Why is it that each time I am doing well and everything seems to be good, something happens to send me back into panic mode? My family has had a fantastic few days on a camping trip, then today my daughter woke up with a sore throat feeling s*. As the day went on she got grdually worse and has v*d a couple of times. By teatime she was very lethargic and running a high temperature so I ended up taking her to the emergency doctor surgery. She has tonsilitis and is on penicillin now, but is lying in bed at this moment feeling very s*. I am just waiting for it to happen again. To make matters worse my husband is now complaining of a sore throat.


It has been a horrible day. My husband invited my MIL and FIl for dinner and my MIL just sat and continually insulted me. As usual I just sat and took her insults and even apologised, until my husband got annoyed and asked her not to upset me anymore. She eventually went home in a mood.

• • • • • • •

* **REQUIRED WORK**
A - Answer these questions about the personal account above:
(i) Where had the family spent the past few days?
(ii) What medicine is the daughter now taking?
(iii) Who asked the mother-in-law to stop upsetting the writer?
B - Resume the personal account above, picking up right after its final sentence.

• • • • • • •

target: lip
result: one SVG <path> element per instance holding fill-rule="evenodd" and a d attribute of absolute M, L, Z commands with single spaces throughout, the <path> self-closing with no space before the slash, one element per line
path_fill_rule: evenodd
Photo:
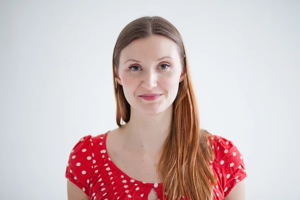
<path fill-rule="evenodd" d="M 138 96 L 140 98 L 144 98 L 146 100 L 153 100 L 159 98 L 162 94 L 142 94 Z"/>
<path fill-rule="evenodd" d="M 158 96 L 158 95 L 162 95 L 162 94 L 158 93 L 152 93 L 152 94 L 142 94 L 139 95 L 140 96 Z"/>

• • • • • • •

* **EXERCISE ANSWERS**
A -
(i) On a camping trip.
(ii) Penicillin.
(iii) The writer's husband.

B -
My mum has phoned this evening to tell me that my grandad who has been very ill for a long time is getting worse. He is no longer eating and is on his 3rd lot of antibiotics for a chest infection. I visited him a week ago and he was very bad, but now he his kidneys are failing as well. I know I should be brave and visit him tomorrow, but I am scared of how bad he will be. It is horrible seeing him lying there so unwell. He can no longer speak and just lies in bed lifeless.


Sorry for moaning so much, it is just one of those bad nights and I am worrying. I wish my children would not keepgetting ill. I have never had a year like it.